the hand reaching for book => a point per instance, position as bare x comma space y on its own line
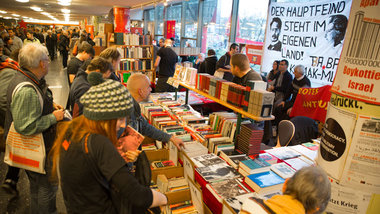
131, 156
177, 142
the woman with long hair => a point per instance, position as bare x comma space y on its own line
86, 162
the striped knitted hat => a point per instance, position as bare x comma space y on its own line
106, 99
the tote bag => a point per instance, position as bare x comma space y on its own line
26, 152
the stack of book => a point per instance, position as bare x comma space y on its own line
162, 164
185, 207
235, 94
265, 182
233, 157
135, 64
260, 103
249, 139
203, 82
172, 184
252, 85
227, 188
194, 148
135, 39
135, 52
251, 166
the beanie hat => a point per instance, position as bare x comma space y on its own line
106, 99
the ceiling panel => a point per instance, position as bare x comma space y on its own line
79, 9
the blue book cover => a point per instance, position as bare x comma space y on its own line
256, 163
266, 179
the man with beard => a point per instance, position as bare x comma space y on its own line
275, 30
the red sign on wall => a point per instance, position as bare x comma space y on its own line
121, 20
254, 53
169, 30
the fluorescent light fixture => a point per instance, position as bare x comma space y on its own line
64, 2
36, 9
66, 11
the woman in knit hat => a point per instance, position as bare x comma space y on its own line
87, 162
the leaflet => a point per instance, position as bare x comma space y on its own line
362, 169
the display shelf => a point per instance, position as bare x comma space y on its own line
234, 108
134, 58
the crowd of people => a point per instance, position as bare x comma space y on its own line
86, 155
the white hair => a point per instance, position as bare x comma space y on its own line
301, 69
31, 54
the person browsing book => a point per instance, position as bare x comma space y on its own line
241, 70
90, 168
139, 86
307, 191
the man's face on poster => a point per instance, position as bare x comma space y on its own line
275, 31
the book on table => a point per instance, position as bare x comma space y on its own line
283, 170
265, 182
254, 165
130, 139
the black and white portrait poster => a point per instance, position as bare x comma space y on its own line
309, 34
358, 74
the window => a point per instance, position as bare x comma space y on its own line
160, 20
250, 27
174, 13
216, 25
191, 19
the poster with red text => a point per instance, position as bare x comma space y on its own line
358, 73
312, 103
254, 53
308, 33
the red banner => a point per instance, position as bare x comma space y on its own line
137, 30
121, 20
169, 29
254, 53
312, 102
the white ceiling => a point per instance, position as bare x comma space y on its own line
79, 9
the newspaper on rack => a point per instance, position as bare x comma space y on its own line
362, 169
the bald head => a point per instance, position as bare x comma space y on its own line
139, 86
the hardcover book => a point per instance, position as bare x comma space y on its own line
265, 182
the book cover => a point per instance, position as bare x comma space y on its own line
283, 170
265, 179
217, 172
255, 165
229, 188
130, 140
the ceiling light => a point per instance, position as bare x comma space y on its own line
36, 9
65, 11
64, 2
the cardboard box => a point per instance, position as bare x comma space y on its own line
168, 172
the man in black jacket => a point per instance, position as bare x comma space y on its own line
64, 43
282, 111
223, 65
81, 85
282, 84
209, 64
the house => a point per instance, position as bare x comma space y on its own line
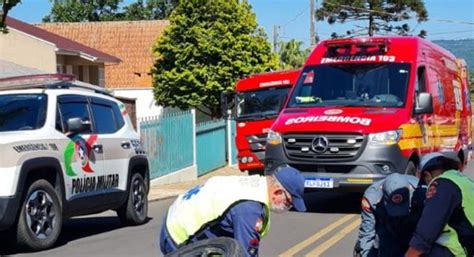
132, 42
9, 69
30, 46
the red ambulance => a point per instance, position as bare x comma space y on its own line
366, 107
259, 99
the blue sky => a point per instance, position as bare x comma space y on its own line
293, 18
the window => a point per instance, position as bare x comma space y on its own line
352, 85
261, 104
22, 111
59, 123
104, 118
107, 115
118, 115
72, 106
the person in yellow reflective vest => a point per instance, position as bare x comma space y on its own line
446, 226
232, 206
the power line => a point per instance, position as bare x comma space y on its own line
296, 17
449, 32
398, 16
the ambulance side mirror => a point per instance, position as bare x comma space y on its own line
226, 102
425, 104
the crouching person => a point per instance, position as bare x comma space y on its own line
390, 210
232, 206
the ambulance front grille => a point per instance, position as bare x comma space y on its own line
323, 147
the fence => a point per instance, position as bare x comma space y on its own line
211, 145
172, 146
168, 141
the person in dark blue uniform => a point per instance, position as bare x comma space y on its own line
231, 206
243, 222
446, 227
390, 211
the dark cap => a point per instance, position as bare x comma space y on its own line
293, 182
432, 160
396, 192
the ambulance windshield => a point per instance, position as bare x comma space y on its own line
261, 104
348, 85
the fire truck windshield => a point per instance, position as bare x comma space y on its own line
260, 104
374, 85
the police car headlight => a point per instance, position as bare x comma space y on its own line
385, 138
273, 138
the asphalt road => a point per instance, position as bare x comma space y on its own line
328, 229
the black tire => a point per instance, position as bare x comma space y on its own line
222, 246
135, 209
410, 169
40, 220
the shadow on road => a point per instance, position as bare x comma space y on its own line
74, 229
332, 202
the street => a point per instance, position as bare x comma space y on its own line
329, 228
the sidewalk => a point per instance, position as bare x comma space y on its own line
160, 192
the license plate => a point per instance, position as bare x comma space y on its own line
319, 182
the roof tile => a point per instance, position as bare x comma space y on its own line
131, 41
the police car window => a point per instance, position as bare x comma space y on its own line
104, 119
59, 123
73, 107
118, 116
22, 111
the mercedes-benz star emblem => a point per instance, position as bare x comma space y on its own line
320, 144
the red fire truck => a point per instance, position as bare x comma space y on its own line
363, 108
258, 99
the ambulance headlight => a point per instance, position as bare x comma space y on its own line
385, 138
273, 138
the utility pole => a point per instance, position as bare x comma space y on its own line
312, 33
275, 38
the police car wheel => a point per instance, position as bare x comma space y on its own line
135, 210
221, 246
40, 220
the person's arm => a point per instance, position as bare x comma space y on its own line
247, 221
441, 199
366, 229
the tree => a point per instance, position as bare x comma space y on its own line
7, 5
108, 10
149, 10
381, 15
209, 45
83, 10
291, 54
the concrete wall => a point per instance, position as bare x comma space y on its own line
145, 102
27, 51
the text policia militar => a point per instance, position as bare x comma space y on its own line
94, 183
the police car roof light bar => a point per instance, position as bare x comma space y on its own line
50, 81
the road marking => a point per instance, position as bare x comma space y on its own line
333, 240
292, 251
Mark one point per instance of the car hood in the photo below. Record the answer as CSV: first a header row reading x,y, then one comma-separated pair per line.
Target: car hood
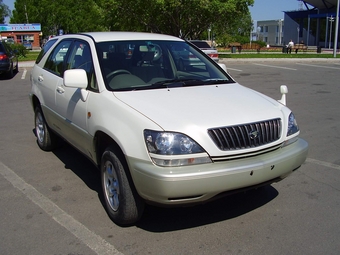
x,y
202,107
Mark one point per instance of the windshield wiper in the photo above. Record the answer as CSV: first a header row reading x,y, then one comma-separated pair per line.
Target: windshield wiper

THE PROBLEM »
Reproduce everything from the line containing "the road marking" down to the end of the records above, both ends included, character for character. Leave out the pictures.

FINAL ANSWER »
the road marking => a point per instance, position as bare x comma space y on its own line
333, 240
292, 251
Mark one point per instance of the car hood in the photo below. Record the answer as CSV: first a header row reading x,y, then one comma-separated pair per line.
Target: car hood
x,y
202,107
Mark one point per instance of the windshield wiper in the photo above. Record the answer as CSV: first a header row reading x,y, then one comma-separated pair per line.
Target: windshield wiper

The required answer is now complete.